Assignment —
The copy has to match the data exactly and leave out every picture.
◇ ◇ ◇ ◇
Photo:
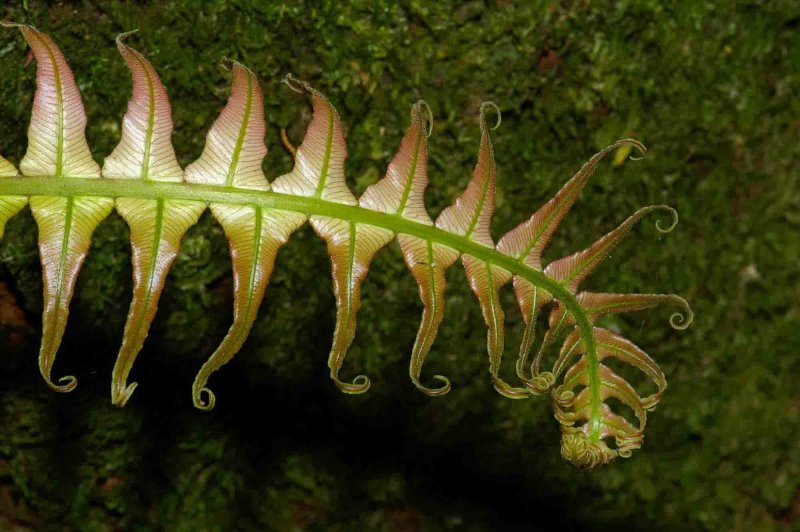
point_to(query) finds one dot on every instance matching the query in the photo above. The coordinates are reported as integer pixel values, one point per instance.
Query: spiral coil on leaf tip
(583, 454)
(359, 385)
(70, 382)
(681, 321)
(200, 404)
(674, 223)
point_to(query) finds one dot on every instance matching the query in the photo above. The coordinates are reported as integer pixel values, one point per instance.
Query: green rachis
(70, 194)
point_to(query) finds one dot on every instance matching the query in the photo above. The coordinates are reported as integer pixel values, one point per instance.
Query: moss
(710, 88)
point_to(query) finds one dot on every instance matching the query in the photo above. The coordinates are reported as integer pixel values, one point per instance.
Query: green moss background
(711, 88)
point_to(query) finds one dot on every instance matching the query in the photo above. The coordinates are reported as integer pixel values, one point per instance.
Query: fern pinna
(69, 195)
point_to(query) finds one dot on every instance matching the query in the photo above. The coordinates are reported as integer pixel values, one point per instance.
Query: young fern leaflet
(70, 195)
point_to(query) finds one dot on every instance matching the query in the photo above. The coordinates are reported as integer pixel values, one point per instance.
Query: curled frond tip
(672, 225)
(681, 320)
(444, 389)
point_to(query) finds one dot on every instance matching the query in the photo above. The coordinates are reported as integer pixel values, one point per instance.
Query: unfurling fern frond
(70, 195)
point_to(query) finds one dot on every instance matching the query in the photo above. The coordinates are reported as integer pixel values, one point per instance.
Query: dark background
◇ ◇ ◇ ◇
Solution to the problem —
Photo:
point_to(query) finds one dot on every instance matching the query in the photo above. The coordinates are reported as integer pixel values, one point per instance.
Query: spiral coil on leaf tip
(583, 454)
(359, 385)
(70, 382)
(681, 321)
(200, 404)
(674, 223)
point_to(query) finds one dot on every instance matching the query in the photo above. The coordinates are reported as integer pixel values, one point per instance.
Query: green rachis
(70, 194)
point_to(query) finds one dot on every instance matching the query in the photo above. The coordinates are reported as integer pixel values, one point per instance.
Query: moss
(710, 88)
point_to(query) finds one dot on every instance matching the query in the photo above. The coordinates are reported as integer pixel values, one point per instance.
Query: green moss background
(711, 88)
point_to(query) finds one dot on every instance matching the query in the photo above. The coordinates are reported as integer pixel values, one point per instance.
Query: fern pinna
(69, 195)
point_to(query) finds one dot on every instance matching the query in the photo above. The coordinates are reported as integer pixel values, one point per instance.
Query: young fern leaflet
(70, 195)
point_to(query) finds one dot on every instance matching the query in the photo above. The coordinates are reported as integer pixel values, one point per instance.
Query: curled frond tip
(672, 225)
(681, 320)
(444, 389)
point_to(query) finds one dot on every instance matching the query in the photo above. The coordinates are reported as integer pixel values, one point per instance.
Query: unfurling fern frond
(70, 195)
point_to(query) finds one dot on every instance matching the query in the photo above. The coordinates are reported as integer pixel values, one point per instance.
Query: dark background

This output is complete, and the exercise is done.